> **Kutipan Teks**
□ □ □ □ □

Ikatan ini berasal dari sesuatu kekuatan yang lebih tinggi dari manusia. Suatu
kekuatan gaib yang tidak dapat ditangkap oleh panca indra.
Sedangkan secara istilah pengertian agama, tidak ada pengertian
agama itu yang benar benar memuaskan, oleh karena keragama agama itu sendiri.
Sehubungan dengan itu pengertian yang akan dibentangakan berikut ini adalah
beberapa pendapat dari pakar yang sudah barang tentu menurut sudut pandang
mereka masing-masing. Beberapa defenisi pengertian agama yang dimaksud
adalah sebagai berikut:
Frazer[3] berpendapat
bahwa agama adalah sebagai perdamain atu tindakan mendamaikan dari kuasa-kuasa
atas kepada manusia yang mana dipercayai mengatur dan mengontrol alam raya
dan kehidupan manusia.
Kemudian Malfijt[4] mengemukakan
bahwa agama adalah system interaksi kepercayaan dan perbuatan yang didasarkan
atas adat-istiadat (kebudayaan) suatu masarakat yang secara bersama-sama
percaya kepada kuasa supernatural yang suci.
Sementara itu Taib Thahir
Abdul Mu’in mengemukakan pengertian agama sebagai suatu peraturan Tuhan yang mendorong
jiwa seseorang yang mempunyai akal untuk dengan kehendak dan pilihannya
sendidri mengikuti peraturan tersebut, guna mencapai kebahagiaan hidup didunia
dan di akhirat.
Karena terlalu banyaknya pengertian tentang Agama yang dikemukakan
oleh para ahli, maka Agama dapat diberi defenisi debagai berikut:
1.
Pengakuan terhadap adanya hubungan
manusia dengan kekuatan gaib yang harus dipatuhi,
2. Pengakuan terhadap adanya
kekuatan gaib yang menguasai manusia,
3. Mengikat diri kepada
suatu bentuk hidup yang mengandung pengakuan pada suatu sumber yang berada
diluar diri manusia yang mempengaruhi perbuatan-perbuatan manusia,
4. Kepercayaan pada suatu kekuatan
gaib yang menimbulkan cara hidup tertentu,
5. Suatu sistem tingkah laku
yang berasal dari kekuatan gaib,
6. Pengakuan terhadap adanya
kewajiban-kewajiban yang diyakini sumber pada suatu kekuatan gaib,
7. Pemujaan terhadap
kekuatan yang gaib yang timbul dari perasaan yang lemah dan perasaan takut
terhadap kekuatan misterius yang terdapat dari dalam alam sekitar manusia,
8.
Agama yang diwahyukan Tuhan kepada manusia melalui seorang rosul.[5]
B.

□ □ □ □ □

> **Data yang Ditampilkan**
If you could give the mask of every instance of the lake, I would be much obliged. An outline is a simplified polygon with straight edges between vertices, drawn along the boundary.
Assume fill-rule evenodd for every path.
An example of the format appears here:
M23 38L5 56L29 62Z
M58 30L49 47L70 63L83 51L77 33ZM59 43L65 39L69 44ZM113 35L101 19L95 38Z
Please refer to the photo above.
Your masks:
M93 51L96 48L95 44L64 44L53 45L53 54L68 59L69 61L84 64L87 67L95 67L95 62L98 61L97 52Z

□ □ □ □ □

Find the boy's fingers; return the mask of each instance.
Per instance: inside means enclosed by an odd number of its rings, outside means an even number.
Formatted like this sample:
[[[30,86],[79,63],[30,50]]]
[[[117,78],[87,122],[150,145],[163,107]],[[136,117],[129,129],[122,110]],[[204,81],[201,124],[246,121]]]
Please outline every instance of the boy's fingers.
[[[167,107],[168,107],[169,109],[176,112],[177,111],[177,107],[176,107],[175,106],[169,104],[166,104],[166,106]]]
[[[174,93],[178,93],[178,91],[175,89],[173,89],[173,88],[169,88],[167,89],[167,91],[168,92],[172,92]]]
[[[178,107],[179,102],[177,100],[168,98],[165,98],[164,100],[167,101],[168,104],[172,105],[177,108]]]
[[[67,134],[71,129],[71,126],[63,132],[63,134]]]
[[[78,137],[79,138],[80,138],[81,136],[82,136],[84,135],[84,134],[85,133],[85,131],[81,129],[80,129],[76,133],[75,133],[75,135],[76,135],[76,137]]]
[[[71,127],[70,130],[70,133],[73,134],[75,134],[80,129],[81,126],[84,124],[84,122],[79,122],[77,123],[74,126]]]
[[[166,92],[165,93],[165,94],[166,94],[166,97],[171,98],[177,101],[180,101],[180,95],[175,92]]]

□ □ □ □ □

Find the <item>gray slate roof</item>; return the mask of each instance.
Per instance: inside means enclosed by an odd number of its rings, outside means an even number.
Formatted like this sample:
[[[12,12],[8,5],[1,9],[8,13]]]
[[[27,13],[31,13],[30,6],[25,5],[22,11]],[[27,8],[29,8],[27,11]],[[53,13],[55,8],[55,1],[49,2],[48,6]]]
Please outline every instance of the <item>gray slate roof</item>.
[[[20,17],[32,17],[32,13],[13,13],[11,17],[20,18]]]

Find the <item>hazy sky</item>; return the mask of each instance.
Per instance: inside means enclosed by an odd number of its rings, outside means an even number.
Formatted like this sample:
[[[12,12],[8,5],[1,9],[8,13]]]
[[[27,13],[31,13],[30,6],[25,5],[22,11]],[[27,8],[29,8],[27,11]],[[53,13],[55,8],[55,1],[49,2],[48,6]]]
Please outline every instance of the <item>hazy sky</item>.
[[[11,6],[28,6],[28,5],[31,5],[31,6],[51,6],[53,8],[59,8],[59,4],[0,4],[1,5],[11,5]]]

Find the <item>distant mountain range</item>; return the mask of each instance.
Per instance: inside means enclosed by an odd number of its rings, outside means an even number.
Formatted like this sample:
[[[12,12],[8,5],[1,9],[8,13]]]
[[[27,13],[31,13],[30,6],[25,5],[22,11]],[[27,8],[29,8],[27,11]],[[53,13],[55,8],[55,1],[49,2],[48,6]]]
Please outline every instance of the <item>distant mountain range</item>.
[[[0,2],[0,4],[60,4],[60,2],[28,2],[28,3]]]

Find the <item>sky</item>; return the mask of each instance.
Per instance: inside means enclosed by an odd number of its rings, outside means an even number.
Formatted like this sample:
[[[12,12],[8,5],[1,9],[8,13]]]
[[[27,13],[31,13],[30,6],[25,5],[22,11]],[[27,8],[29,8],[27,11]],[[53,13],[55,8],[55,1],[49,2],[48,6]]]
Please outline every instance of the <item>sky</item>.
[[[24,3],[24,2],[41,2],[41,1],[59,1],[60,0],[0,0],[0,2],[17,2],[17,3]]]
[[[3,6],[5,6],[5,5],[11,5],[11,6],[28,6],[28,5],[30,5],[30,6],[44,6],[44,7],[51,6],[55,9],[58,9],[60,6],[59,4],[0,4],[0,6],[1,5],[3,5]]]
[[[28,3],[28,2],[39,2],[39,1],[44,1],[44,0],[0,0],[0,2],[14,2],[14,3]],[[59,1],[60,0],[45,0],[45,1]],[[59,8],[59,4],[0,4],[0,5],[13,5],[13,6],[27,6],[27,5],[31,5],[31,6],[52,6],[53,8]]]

□ □ □ □ □

Sunting bagian teks tentang pengertian agama, yakni rentang dari "Ikatan ini berasal" sampai "dan kehidupan manusia.", dengan mengganti "alam raya" menjadi "jagat raya". Baris-baris di atas tidak diperlukan.

Ikatan ini berasal dari sesuatu kekuatan yang lebih tinggi dari manusia. Suatu
kekuatan gaib yang tidak dapat ditangkap oleh panca indra.
Sedangkan secara istilah pengertian agama, tidak ada pengertian
agama itu yang benar benar memuaskan, oleh karena keragama agama itu sendiri.
Sehubungan dengan itu pengertian yang akan dibentangakan berikut ini adalah
beberapa pendapat dari pakar yang sudah barang tentu menurut sudut pandang
mereka masing-masing. Beberapa defenisi pengertian agama yang dimaksud
adalah sebagai berikut:
Frazer[3] berpendapat
bahwa agama adalah sebagai perdamain atu tindakan mendamaikan dari kuasa-kuasa
atas kepada manusia yang mana dipercayai mengatur dan mengontrol jagat raya
dan kehidupan manusia.